== DOCUMENT TEXT ==

Garbage never smells good, but you won’t find a landfill anywhere more offensive than Spike Lee’s stupid remake of Oldboy, the 2003 horror flick from South Korea by Park Chan-wook. This one stinks at 10 below zero.
What passes for a labored, disjointed plot involves a drunken, disheveled screw-up (Josh Brolin), who wakes up naked in a dark, seedy motel room with no doors or windows and with no knowledge of how he got there. Every once in a while, a tray is shoved through a panel containing a bottle of vodka and a plate of greasy Chinese dumplings. On the TV news, he learns his wife has been raped and murdered, his baby daughter has been taken away for adoption and he’s a wanted man. He’s desperate. He masturbates. In his loneliness, he befriends a white mouse that gives birth to a family of mice; a moment later, on his food tray, he finds the entire litter boiled and served on a bloody dish. This goes on for—would you believe?—20 years! And the director makes sure we live through every agonizing minute of it.

===

DIRECTIONS =>
**A.** In the review of the Oldboy remake, what year did Park Chan-wook's original film come out?
**B.** Write the next paragraph of the Oldboy review, picking up after its final sentence.

== SUPPLIED INFORMATION ==

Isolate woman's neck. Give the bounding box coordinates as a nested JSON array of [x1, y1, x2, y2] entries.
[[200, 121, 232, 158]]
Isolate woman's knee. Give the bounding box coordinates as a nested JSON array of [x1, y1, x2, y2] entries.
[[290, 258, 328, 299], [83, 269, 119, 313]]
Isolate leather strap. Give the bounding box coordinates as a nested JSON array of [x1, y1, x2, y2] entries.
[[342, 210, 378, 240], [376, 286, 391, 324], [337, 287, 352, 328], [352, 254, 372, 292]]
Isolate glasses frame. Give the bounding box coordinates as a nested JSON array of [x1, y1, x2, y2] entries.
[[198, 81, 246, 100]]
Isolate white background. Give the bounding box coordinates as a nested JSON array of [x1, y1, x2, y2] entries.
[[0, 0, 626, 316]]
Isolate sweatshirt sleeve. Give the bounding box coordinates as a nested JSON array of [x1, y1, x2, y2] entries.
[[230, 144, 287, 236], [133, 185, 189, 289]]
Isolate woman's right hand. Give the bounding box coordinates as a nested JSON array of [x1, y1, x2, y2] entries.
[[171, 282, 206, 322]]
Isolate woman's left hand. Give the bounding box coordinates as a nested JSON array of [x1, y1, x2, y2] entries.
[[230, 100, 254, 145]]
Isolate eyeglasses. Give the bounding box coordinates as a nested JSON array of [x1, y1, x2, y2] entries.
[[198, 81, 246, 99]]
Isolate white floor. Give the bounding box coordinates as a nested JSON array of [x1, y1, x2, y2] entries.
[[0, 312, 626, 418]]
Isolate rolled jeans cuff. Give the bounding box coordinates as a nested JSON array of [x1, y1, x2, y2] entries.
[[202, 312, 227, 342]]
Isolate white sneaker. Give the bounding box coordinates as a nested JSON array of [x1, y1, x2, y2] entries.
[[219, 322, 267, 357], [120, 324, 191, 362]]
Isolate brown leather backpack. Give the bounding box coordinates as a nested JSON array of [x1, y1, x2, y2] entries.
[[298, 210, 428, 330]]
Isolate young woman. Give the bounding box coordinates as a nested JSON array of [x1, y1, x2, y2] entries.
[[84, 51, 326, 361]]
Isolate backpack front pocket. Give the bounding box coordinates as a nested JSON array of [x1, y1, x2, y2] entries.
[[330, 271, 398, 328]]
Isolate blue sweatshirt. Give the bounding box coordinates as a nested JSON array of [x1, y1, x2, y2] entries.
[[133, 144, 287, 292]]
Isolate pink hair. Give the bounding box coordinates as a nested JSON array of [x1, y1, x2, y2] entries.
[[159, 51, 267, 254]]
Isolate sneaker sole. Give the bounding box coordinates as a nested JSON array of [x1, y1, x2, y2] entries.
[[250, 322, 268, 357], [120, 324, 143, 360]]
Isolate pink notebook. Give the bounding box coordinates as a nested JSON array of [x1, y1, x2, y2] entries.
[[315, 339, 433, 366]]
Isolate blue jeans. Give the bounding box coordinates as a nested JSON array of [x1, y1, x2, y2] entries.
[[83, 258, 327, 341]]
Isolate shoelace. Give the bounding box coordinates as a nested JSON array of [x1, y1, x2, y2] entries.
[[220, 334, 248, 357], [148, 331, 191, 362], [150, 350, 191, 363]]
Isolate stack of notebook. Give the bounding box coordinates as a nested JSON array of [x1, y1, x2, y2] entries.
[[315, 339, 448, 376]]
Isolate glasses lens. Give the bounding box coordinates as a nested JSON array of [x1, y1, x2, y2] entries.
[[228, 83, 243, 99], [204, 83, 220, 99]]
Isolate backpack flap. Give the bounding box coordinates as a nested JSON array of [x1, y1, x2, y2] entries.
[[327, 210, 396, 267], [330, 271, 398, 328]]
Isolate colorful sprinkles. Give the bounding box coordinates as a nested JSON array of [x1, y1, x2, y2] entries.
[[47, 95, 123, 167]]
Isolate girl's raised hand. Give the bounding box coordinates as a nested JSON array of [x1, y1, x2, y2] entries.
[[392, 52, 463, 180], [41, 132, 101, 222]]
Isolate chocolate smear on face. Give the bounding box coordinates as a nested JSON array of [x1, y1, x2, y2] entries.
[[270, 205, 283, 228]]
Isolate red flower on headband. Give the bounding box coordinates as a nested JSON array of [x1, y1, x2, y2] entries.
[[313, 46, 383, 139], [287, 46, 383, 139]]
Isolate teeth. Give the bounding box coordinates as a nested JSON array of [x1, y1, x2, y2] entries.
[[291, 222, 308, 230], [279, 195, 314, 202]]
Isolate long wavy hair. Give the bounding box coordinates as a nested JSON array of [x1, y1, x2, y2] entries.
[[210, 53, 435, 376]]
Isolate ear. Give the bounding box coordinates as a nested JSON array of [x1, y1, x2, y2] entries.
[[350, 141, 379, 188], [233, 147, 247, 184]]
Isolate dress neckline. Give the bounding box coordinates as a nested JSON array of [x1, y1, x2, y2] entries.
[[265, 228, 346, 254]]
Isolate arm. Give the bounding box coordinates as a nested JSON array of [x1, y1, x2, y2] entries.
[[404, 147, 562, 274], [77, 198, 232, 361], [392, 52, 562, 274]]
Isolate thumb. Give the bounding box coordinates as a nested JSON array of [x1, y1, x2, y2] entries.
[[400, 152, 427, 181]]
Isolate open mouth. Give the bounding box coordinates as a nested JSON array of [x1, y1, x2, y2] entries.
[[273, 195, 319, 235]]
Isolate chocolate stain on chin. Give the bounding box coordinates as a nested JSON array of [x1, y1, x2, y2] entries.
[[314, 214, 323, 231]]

===

THE ANSWERS =>
**A.** 2003

**B.**
With plenty of time to do push-ups, don a pair of boxer shorts, lose pounds of belly fat and go cold turkey on the vodka, he emerges from his prison cell in a Louis Vuitton trunk in the middle of a field with a single goal: revenge! As someone who has not seen daylight for 20 years, he adapts instantly to cell phones and computers. Elizabeth Olsen plays the young woman who tries to help him trace the clues to his past, including the Chinese restaurant that delivered all of those thousands of disgusting fried dumplings. The trail leads to a barrage of killers skilled in the use of tai chi, kung fu and baseball bats. Mr. Brolin uses his new 20-year-old deltoids to slash throats, splash blood all over the walls, blow people’s brains out and drive nails through the hands of villain Samuel L. Jackson, wearing a white Mohawk. Enter the chief maniac responsible for the carnage, violence, mayhem and what passes for a storyline. He promises to release Mr. Brolin’s kidnapped daughter and reward him with a pile of priceless diamonds if he can answer two questions: “Who am I?” and “Why did I imprison you for 20 years?” If he fails, well, just pray there’s no sequel. There’s another hour to go.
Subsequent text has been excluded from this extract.